Exercise:
Return the foot care text in full, word for word.

Other skin lesions like moles, freckles and birthmarks are commonly found on the foot and legs, and are generally benign. If you notice a suspicious lesion which may appear dark, irregularly shaped or a skin lesion that bleeds, or you notice a change in shape, color or texture of an existing skin lesion, it should immediately be examined by a qualified physician like our doctors at Country Foot Care, who can perform a biopsy and determine if the lesion is truly benign or malignant.
Fungal nails are the most common problem found with feet. The nails present as discolored, brittle, thick nails with a malodor caused by the fungus often times present. There is a genetic predisposition associated with nail fungus. Nail fungus is mildly contagious, and can spread from one nail to another over time. The most effective treatment for nail fungus involves laser treatments of the condition. The doctors at Country Foot care are well trained and experienced using lasers to treat nail fungus, and are prepared to discuss the entire treatment regimen with you. Other treatments for nail fungus include topical medications that can be found in our products section of the website, cutting and thinning the nails regularly or using oral antifungal medications.
Ingrown toenails describe a very painful problem where one or both sides of a nail grow beneath the surface of the skin. Your shoe pressing on the side of an ingrown toenail causes pressure and pain, and can lead to an infection if the toenail breaches the skin. The skin that is being pressed by a chronic ingrown toenail can become hard and callused, which further contributes to the pain you experience. Temporary relief can be achieved when one of our doctors removes the offending nail border. In patients with a recurrent ingrown toenail, a minor in-office procedure can provide permanent relief with minimal discomfort.

Data listing:
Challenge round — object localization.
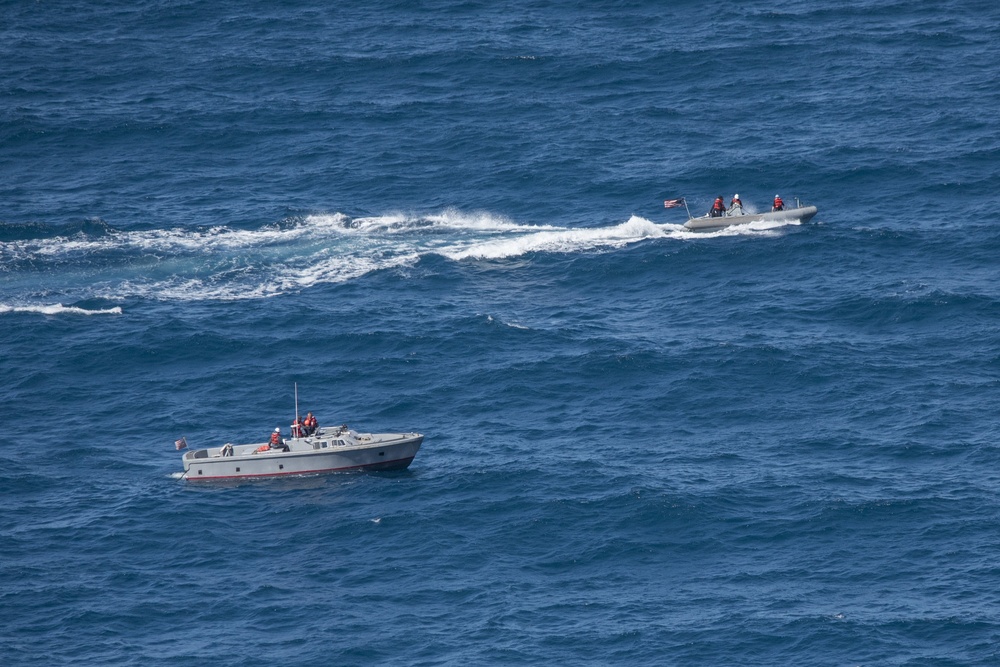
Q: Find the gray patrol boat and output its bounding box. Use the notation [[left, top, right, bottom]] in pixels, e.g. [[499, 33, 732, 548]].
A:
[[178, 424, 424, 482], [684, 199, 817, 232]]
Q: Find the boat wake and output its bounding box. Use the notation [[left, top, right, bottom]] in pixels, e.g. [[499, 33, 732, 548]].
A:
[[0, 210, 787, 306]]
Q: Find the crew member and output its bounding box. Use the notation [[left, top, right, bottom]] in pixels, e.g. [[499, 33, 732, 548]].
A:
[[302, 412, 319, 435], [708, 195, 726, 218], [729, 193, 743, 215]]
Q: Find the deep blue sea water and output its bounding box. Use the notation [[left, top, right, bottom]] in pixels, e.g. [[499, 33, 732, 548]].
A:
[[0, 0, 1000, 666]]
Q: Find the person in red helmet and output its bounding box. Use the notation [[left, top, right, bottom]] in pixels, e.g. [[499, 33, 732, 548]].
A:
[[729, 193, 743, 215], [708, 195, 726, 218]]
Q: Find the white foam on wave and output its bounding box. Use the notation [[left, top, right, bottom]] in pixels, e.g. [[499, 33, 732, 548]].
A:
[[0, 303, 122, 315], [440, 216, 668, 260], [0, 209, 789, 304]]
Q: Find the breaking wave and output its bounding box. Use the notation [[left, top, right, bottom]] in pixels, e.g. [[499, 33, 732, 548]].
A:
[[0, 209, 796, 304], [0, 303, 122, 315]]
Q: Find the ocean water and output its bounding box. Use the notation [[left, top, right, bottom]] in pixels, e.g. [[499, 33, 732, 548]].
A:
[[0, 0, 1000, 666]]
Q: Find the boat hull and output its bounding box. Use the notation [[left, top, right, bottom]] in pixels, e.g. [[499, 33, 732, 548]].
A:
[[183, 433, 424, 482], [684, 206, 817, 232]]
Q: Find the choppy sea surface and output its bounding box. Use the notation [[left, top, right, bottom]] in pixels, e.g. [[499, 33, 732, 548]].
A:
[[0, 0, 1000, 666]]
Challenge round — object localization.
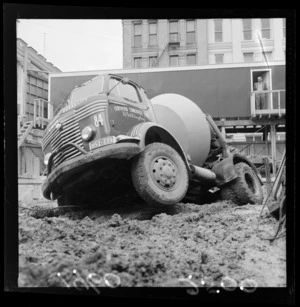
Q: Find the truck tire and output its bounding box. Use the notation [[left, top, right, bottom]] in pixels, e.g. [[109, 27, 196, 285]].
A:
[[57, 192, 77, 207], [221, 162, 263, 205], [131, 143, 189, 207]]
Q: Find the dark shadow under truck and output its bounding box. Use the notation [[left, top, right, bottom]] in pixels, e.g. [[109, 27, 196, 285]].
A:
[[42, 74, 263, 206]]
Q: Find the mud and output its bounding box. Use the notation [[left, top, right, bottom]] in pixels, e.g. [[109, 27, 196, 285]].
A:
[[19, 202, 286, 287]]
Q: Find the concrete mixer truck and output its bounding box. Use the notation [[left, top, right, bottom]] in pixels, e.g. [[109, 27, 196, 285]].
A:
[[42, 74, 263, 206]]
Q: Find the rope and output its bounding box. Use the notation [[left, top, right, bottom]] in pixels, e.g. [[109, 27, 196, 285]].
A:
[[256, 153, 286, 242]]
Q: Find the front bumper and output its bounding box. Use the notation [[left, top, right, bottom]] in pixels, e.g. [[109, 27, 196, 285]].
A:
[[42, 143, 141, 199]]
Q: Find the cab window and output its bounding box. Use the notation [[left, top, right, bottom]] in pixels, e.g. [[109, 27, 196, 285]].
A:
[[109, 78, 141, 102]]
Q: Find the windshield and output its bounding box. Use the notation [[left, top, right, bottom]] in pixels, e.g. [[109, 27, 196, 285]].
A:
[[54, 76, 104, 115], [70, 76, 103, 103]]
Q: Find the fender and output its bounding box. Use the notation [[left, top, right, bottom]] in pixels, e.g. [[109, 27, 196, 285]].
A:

==

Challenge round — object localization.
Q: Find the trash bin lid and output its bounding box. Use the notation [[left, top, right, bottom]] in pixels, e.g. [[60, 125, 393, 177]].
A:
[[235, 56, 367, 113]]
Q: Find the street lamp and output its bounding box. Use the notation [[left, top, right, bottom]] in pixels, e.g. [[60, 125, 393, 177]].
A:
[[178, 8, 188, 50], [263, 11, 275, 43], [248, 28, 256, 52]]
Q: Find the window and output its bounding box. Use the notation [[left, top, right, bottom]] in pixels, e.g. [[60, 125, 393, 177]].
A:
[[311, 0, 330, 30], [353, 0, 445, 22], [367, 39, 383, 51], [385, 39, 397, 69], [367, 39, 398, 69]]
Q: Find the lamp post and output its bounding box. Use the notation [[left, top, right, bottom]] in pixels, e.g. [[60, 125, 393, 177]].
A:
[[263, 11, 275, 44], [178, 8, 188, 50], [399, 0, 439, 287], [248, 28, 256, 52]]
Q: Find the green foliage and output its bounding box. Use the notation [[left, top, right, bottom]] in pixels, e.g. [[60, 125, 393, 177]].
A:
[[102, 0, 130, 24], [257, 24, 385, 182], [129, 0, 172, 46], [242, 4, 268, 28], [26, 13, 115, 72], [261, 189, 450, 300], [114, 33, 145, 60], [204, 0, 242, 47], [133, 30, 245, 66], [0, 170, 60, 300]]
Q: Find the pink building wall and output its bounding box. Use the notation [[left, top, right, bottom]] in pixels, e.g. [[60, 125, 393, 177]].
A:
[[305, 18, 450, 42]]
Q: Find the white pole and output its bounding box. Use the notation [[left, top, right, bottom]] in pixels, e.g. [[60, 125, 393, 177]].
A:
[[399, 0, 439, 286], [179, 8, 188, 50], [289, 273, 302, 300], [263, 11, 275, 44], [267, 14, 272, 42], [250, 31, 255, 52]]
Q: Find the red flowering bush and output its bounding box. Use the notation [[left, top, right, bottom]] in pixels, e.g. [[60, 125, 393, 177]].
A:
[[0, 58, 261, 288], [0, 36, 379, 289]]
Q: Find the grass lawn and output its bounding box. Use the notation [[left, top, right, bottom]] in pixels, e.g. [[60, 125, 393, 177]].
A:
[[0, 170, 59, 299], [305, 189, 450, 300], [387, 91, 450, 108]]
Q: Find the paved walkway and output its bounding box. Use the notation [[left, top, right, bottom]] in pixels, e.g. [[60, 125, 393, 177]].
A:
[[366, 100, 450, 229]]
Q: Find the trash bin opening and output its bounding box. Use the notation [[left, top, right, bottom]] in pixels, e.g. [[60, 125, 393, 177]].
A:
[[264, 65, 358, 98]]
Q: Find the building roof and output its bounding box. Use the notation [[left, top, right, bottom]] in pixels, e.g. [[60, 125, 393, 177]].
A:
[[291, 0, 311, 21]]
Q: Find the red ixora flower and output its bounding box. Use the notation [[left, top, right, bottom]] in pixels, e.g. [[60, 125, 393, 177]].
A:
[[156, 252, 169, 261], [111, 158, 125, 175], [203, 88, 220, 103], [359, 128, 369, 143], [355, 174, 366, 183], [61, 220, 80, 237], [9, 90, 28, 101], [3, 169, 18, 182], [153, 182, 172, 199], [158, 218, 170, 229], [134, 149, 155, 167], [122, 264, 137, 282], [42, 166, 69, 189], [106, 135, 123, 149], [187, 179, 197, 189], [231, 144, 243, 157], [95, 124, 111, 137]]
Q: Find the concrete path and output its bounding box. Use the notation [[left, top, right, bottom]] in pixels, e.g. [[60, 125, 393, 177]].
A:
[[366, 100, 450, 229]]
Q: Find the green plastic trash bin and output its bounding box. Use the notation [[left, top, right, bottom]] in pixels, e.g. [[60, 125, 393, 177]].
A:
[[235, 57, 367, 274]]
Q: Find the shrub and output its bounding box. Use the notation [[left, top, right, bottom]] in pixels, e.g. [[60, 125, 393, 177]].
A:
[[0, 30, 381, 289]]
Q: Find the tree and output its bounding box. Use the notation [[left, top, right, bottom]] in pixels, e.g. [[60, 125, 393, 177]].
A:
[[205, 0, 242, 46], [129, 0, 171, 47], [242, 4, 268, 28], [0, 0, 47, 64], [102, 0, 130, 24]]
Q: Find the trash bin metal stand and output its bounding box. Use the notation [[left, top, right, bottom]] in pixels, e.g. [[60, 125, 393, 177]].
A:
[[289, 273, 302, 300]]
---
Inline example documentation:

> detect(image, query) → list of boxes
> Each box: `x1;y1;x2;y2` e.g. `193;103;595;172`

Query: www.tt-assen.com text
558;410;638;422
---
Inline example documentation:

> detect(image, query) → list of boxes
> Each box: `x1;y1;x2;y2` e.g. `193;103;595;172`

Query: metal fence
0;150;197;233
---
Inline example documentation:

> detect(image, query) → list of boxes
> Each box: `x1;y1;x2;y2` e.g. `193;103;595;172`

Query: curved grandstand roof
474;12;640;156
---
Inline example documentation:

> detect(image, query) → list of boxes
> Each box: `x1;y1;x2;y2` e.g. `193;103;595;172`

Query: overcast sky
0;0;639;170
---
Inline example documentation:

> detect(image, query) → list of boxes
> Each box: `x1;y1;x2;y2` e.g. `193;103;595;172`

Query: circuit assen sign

Answer to this task:
Other skin lesions like moles, freckles and birthmarks are commonly found on the foot and legs, and are generally benign. If you notice a suspicious lesion which may appear dark, irregularly shaped or a skin lesion that bleeds, or you notice a change in shape, color or texture of an existing skin lesion, it should immediately be examined by a qualified physician like our doctors at Country Foot Care, who can perform a biopsy and determine if the lesion is truly benign or malignant.
Fungal nails are the most common problem found with feet. The nails present as discolored, brittle, thick nails with a malodor caused by the fungus often times present. There is a genetic predisposition associated with nail fungus. Nail fungus is mildly contagious, and can spread from one nail to another over time. The most effective treatment for nail fungus involves laser treatments of the condition. The doctors at Country Foot care are well trained and experienced using lasers to treat nail fungus, and are prepared to discuss the entire treatment regimen with you. Other treatments for nail fungus include topical medications that can be found in our products section of the website, cutting and thinning the nails regularly or using oral antifungal medications.
Ingrown toenails describe a very painful problem where one or both sides of a nail grow beneath the surface of the skin. Your shoe pressing on the side of an ingrown toenail causes pressure and pain, and can lead to an infection if the toenail breaches the skin. The skin that is being pressed by a chronic ingrown toenail can become hard and callused, which further contributes to the pain you experience. Temporary relief can be achieved when one of our doctors removes the offending nail border. In patients with a recurrent ingrown toenail, a minor in-office procedure can provide permanent relief with minimal discomfort.